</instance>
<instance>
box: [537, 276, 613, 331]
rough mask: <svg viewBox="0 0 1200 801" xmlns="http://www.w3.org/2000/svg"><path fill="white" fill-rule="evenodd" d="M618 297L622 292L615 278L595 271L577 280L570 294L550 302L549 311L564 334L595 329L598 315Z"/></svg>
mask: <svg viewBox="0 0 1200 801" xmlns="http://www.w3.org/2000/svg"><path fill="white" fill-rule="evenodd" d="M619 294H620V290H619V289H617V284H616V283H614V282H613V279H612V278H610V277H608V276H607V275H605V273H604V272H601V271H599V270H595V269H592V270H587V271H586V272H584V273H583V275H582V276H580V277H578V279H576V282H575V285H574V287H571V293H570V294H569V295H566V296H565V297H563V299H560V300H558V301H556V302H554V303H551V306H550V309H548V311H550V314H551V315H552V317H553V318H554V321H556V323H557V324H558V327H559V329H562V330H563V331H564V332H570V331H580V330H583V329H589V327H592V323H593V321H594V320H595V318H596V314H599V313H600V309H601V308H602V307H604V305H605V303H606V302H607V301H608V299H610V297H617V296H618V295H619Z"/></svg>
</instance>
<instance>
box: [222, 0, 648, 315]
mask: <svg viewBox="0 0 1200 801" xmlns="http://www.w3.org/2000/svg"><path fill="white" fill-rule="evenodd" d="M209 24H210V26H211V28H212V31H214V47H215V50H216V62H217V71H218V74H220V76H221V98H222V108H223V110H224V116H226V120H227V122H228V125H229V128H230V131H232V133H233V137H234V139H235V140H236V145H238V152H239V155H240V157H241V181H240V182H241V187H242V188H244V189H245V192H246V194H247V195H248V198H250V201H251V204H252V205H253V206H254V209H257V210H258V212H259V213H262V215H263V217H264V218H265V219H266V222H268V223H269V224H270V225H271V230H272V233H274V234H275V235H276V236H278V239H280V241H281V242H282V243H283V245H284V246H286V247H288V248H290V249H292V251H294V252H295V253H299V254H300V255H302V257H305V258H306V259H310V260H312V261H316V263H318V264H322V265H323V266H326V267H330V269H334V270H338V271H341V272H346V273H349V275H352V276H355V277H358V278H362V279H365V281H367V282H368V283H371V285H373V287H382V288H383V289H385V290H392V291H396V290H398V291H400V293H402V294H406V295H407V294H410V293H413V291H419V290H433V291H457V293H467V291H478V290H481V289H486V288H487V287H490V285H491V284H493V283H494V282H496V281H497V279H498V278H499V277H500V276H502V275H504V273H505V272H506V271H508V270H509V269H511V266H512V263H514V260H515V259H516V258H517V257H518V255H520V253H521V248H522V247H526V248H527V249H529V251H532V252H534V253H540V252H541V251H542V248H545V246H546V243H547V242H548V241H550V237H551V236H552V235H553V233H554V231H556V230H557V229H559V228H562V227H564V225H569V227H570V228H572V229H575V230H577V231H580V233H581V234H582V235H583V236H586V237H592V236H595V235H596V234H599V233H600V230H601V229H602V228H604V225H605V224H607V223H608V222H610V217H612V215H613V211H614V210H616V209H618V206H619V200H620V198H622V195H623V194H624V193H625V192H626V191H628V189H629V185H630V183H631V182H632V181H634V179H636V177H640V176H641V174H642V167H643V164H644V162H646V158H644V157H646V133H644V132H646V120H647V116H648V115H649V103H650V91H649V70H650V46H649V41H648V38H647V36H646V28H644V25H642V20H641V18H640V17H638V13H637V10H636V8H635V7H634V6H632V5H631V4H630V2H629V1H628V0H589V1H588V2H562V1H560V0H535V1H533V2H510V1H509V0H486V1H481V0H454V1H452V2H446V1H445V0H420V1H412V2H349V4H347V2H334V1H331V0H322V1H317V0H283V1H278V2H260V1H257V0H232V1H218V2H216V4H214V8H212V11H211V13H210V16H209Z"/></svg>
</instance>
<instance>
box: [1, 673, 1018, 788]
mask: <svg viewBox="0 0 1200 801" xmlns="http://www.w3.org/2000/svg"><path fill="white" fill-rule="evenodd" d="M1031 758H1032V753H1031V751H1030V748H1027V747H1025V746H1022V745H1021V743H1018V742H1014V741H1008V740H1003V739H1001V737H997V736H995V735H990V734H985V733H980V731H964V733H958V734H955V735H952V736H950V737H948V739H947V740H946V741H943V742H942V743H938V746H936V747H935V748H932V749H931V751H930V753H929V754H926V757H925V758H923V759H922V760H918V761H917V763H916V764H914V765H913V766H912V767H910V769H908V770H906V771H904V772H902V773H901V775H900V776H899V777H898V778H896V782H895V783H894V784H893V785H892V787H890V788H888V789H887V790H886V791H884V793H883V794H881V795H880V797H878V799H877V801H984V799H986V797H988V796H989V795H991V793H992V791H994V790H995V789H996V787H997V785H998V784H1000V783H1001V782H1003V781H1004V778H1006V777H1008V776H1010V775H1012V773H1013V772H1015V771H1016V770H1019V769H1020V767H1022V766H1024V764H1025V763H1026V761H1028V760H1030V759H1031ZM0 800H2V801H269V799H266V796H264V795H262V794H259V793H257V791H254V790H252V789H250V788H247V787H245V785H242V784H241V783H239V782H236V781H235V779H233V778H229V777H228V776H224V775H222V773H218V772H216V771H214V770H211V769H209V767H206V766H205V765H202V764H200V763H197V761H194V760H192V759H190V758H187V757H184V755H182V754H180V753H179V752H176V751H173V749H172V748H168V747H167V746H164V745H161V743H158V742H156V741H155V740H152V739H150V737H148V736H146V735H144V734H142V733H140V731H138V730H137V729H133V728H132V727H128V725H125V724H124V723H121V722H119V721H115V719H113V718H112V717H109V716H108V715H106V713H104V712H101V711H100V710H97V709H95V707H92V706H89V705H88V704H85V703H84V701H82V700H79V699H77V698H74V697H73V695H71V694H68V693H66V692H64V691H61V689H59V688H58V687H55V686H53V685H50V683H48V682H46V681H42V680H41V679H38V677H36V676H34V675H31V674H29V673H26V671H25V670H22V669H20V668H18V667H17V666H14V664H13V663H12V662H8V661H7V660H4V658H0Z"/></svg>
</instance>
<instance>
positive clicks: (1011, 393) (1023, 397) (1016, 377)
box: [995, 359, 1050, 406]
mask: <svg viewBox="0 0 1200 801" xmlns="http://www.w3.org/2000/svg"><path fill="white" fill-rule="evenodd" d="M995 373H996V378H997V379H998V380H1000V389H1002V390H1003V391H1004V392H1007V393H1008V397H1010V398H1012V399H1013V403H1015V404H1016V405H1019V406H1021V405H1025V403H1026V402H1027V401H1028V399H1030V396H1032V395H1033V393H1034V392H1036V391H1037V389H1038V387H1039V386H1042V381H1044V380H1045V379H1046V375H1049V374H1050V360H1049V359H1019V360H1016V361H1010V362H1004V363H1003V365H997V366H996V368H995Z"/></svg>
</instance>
==========
:: CONSIGNE ::
Pouvez-vous recopier toutes les lignes ci-dessus en substituant « coarse mask » à « rough mask », sans rien changer d'autre ?

:: CORRIGÉ ::
</instance>
<instance>
box: [537, 276, 613, 331]
coarse mask: <svg viewBox="0 0 1200 801" xmlns="http://www.w3.org/2000/svg"><path fill="white" fill-rule="evenodd" d="M618 297L622 292L615 278L595 271L577 280L570 294L550 302L549 311L564 334L595 329L598 315Z"/></svg>
mask: <svg viewBox="0 0 1200 801" xmlns="http://www.w3.org/2000/svg"><path fill="white" fill-rule="evenodd" d="M619 294H620V290H619V289H617V284H616V283H614V282H613V279H612V278H610V277H608V276H607V275H605V273H604V272H601V271H599V270H595V269H592V270H587V271H586V272H584V273H583V275H582V276H580V277H578V279H576V282H575V285H574V287H571V293H570V294H569V295H566V296H565V297H563V299H560V300H558V301H556V302H554V303H551V306H550V309H548V311H550V314H551V315H552V317H553V318H554V321H556V323H557V324H558V327H559V329H562V330H563V331H564V332H570V331H580V330H583V329H589V327H592V323H593V321H594V320H595V318H596V314H599V313H600V309H601V308H602V307H604V305H605V303H606V302H607V301H608V299H610V297H617V296H618V295H619Z"/></svg>
</instance>
<instance>
box: [222, 0, 648, 315]
mask: <svg viewBox="0 0 1200 801" xmlns="http://www.w3.org/2000/svg"><path fill="white" fill-rule="evenodd" d="M209 24H210V26H211V28H212V31H214V47H215V50H216V62H217V71H218V74H220V76H221V98H222V108H223V110H224V116H226V120H227V122H228V125H229V128H230V131H232V133H233V137H234V139H235V140H236V145H238V152H239V155H240V157H241V181H240V182H241V187H242V188H244V189H245V192H246V194H247V195H248V198H250V201H251V204H252V205H253V206H254V209H257V210H258V212H259V213H262V215H263V217H264V218H265V219H266V222H268V223H269V224H270V225H271V230H272V233H274V234H275V235H276V236H278V239H280V241H281V242H282V243H283V245H284V246H286V247H288V248H290V249H292V251H294V252H295V253H299V254H300V255H302V257H305V258H306V259H310V260H312V261H316V263H318V264H322V265H323V266H326V267H330V269H334V270H338V271H341V272H346V273H349V275H352V276H355V277H358V278H362V279H365V281H367V282H368V283H371V285H373V287H382V288H383V289H385V290H392V291H396V290H398V291H400V293H402V294H406V295H407V294H410V293H413V291H419V290H433V291H457V293H467V291H478V290H481V289H486V288H487V287H490V285H491V284H493V283H494V282H496V281H497V279H498V278H499V277H500V276H502V275H504V273H505V272H506V271H508V270H509V269H511V266H512V263H514V260H515V259H516V258H517V257H518V255H520V253H521V248H522V247H526V248H527V249H529V251H532V252H534V253H540V252H541V251H542V248H545V246H546V243H547V242H548V241H550V237H551V236H552V235H553V233H554V231H556V230H557V229H559V228H562V227H564V225H569V227H570V228H572V229H575V230H577V231H580V233H581V234H582V235H583V236H586V237H592V236H595V235H596V234H599V233H600V230H601V229H602V228H604V225H605V224H607V223H608V222H610V217H612V215H613V211H614V210H616V209H618V206H619V200H620V198H622V195H623V194H624V193H625V192H626V191H628V189H629V185H630V183H631V182H632V181H634V179H636V177H640V176H641V174H642V167H643V164H644V162H646V158H644V157H646V133H644V132H646V120H647V116H648V115H649V103H650V91H649V70H650V46H649V41H648V38H647V36H646V28H644V25H642V20H641V18H640V17H638V13H637V10H636V8H635V7H634V6H632V5H631V4H630V2H629V1H628V0H589V1H588V2H562V1H560V0H535V1H533V2H510V1H509V0H486V1H481V0H454V1H452V2H446V1H445V0H420V1H412V2H349V4H347V2H334V1H331V0H322V1H317V0H283V1H278V2H260V1H257V0H232V1H218V2H216V4H214V8H212V11H211V13H210V16H209Z"/></svg>
</instance>
<instance>
box: [1, 673, 1018, 788]
mask: <svg viewBox="0 0 1200 801" xmlns="http://www.w3.org/2000/svg"><path fill="white" fill-rule="evenodd" d="M1031 758H1032V753H1031V751H1030V748H1027V747H1025V746H1022V745H1021V743H1018V742H1014V741H1008V740H1003V739H1001V737H997V736H995V735H990V734H985V733H980V731H964V733H958V734H955V735H952V736H950V737H948V739H947V740H946V741H943V742H942V743H938V746H936V747H935V748H932V749H931V751H930V753H929V754H926V757H925V758H923V759H922V760H918V761H917V763H916V764H914V765H913V766H912V767H910V769H908V770H906V771H904V772H902V773H901V775H900V776H899V777H898V778H896V782H895V783H894V784H893V785H892V787H890V788H888V789H887V790H886V791H884V793H883V794H881V795H880V797H878V799H877V801H984V799H986V797H988V796H989V795H991V793H992V791H994V790H995V789H996V787H997V785H998V784H1000V783H1001V782H1003V781H1004V778H1006V777H1008V776H1010V775H1012V773H1013V772H1015V771H1016V770H1019V769H1020V767H1022V766H1024V764H1025V763H1026V761H1028V760H1030V759H1031ZM0 800H2V801H269V799H266V796H264V795H262V794H259V793H257V791H254V790H252V789H250V788H247V787H245V785H242V784H241V783H239V782H236V781H235V779H233V778H229V777H228V776H224V775H222V773H218V772H216V771H214V770H211V769H209V767H206V766H205V765H202V764H200V763H197V761H194V760H192V759H190V758H187V757H184V755H182V754H180V753H179V752H176V751H173V749H172V748H168V747H167V746H164V745H161V743H158V742H156V741H155V740H152V739H150V737H148V736H146V735H144V734H142V733H140V731H138V730H137V729H133V728H132V727H128V725H125V724H124V723H121V722H119V721H115V719H113V718H112V717H109V716H108V715H106V713H104V712H101V711H100V710H97V709H95V707H92V706H89V705H88V704H85V703H84V701H82V700H79V699H77V698H74V697H73V695H71V694H68V693H66V692H64V691H61V689H59V688H58V687H55V686H53V685H50V683H48V682H46V681H42V680H41V679H38V677H36V676H34V675H31V674H29V673H26V671H25V670H22V669H20V668H18V667H17V666H14V664H13V663H12V662H8V661H7V660H4V658H0Z"/></svg>
</instance>
<instance>
positive clicks: (1011, 393) (1023, 397) (1016, 377)
box: [995, 359, 1050, 406]
mask: <svg viewBox="0 0 1200 801" xmlns="http://www.w3.org/2000/svg"><path fill="white" fill-rule="evenodd" d="M995 373H996V378H997V379H998V380H1000V389H1002V390H1003V391H1004V392H1007V393H1008V397H1010V398H1012V399H1013V403H1015V404H1016V405H1019V406H1021V405H1025V403H1026V402H1027V401H1028V399H1030V396H1032V395H1033V393H1034V392H1036V391H1037V389H1038V387H1039V386H1042V381H1044V380H1045V379H1046V375H1049V374H1050V360H1049V359H1019V360H1016V361H1010V362H1004V363H1003V365H997V366H996V368H995Z"/></svg>
</instance>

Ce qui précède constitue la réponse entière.